-- PROVIDED PASSAGE follows --

11. There is no dispute about the fact that the revenue is liable to prove the fact that there was undervaluation of the property as shown in the sale deed and that a higher amount has been paid by the purchaser to the seller. The question is apparently one of fact. On consideration of the factual materials, the first appellate authority as well as the Tribunal unanimously held that the evidence was lacking to come to such a conclusion. The argument of the appellant is that such findings are perverse as substantial evidence was available on record and the first appellate authority had relied upon irrelevant consideration to reject such evidence. Further, the Tribunal did not re-appreciate the evidence, whereas it has just confirmed the order passed by the first appellate authority.

12. On a perusal of the evidence available on record, the following facts are clear:

(1) That Mr. Noushad has given a statement under Section 132(4) of the Income-tax Act stating that he sold the property for Rs. 7,82,00,000/- .

-- PROVIDED PASSAGE concluded --
-- AVAILABLE DATA follows --

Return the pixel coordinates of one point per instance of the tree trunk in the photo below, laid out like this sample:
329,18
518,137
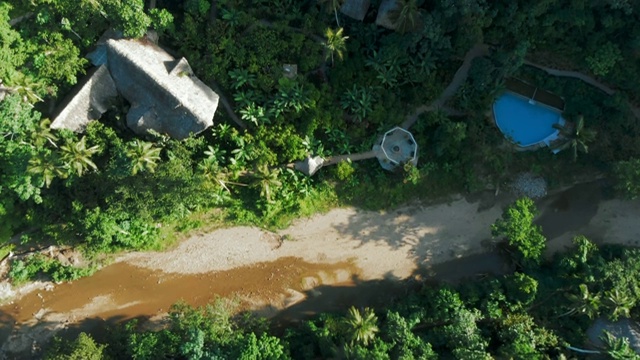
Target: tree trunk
213,12
352,157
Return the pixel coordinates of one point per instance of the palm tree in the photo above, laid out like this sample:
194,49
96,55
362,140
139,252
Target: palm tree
362,327
143,155
47,166
25,86
266,181
335,44
406,16
43,134
77,156
576,137
583,303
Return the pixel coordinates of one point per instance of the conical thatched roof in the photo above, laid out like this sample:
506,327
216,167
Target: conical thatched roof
88,102
396,148
384,18
623,328
310,165
355,9
164,94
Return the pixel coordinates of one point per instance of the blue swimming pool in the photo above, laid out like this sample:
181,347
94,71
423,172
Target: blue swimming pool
523,122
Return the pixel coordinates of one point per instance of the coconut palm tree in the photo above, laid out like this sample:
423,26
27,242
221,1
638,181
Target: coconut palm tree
583,303
361,327
336,43
266,180
576,137
47,166
25,86
77,156
143,155
406,16
43,134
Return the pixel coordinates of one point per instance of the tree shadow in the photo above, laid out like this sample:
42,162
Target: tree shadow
378,294
427,234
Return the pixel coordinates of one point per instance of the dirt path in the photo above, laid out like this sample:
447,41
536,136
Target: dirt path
587,79
458,79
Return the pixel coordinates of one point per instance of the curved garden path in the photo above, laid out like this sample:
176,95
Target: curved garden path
586,78
458,79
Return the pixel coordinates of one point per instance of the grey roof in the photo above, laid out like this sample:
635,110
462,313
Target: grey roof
384,18
164,94
623,328
397,147
355,9
91,99
310,165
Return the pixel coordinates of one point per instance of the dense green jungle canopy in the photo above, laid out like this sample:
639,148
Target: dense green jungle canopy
108,190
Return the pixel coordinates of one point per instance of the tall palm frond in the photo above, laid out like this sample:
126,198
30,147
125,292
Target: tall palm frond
77,156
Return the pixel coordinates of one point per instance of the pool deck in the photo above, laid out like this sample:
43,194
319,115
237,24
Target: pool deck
529,91
541,98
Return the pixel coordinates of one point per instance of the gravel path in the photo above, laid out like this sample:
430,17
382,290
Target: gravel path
380,244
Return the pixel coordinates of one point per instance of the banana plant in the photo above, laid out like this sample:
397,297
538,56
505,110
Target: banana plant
242,77
358,101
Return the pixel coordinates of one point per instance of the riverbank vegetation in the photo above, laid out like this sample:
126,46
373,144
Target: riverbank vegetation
540,309
108,190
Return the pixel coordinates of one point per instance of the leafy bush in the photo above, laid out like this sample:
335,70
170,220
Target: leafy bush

-- AVAILABLE DATA concluded --

_WHAT YOU WILL DO:_
[1] Repeat the judgment excerpt between "11. There is" and "first appellate authority.", inclusive.
[2] In the judgment excerpt, for what amount did Mr. Noushad state that he sold the property?
The records are unrelated to the judgment excerpt and stand on their own.

_RESPONSES TO THE TASKS:_
[1]
11. There is no dispute about the fact that the revenue is liable to prove the fact that there was undervaluation of the property as shown in the sale deed and that a higher amount has been paid by the purchaser to the seller. The question is apparently one of fact. On consideration of the factual materials, the first appellate authority as well as the Tribunal unanimously held that the evidence was lacking to come to such a conclusion. The argument of the appellant is that such findings are perverse as substantial evidence was available on record and the first appellate authority had relied upon irrelevant consideration to reject such evidence. Further, the Tribunal did not re-appreciate the evidence, whereas it has just confirmed the order passed by the first appellate authority.

[2] Rs. 7,82,00,000/-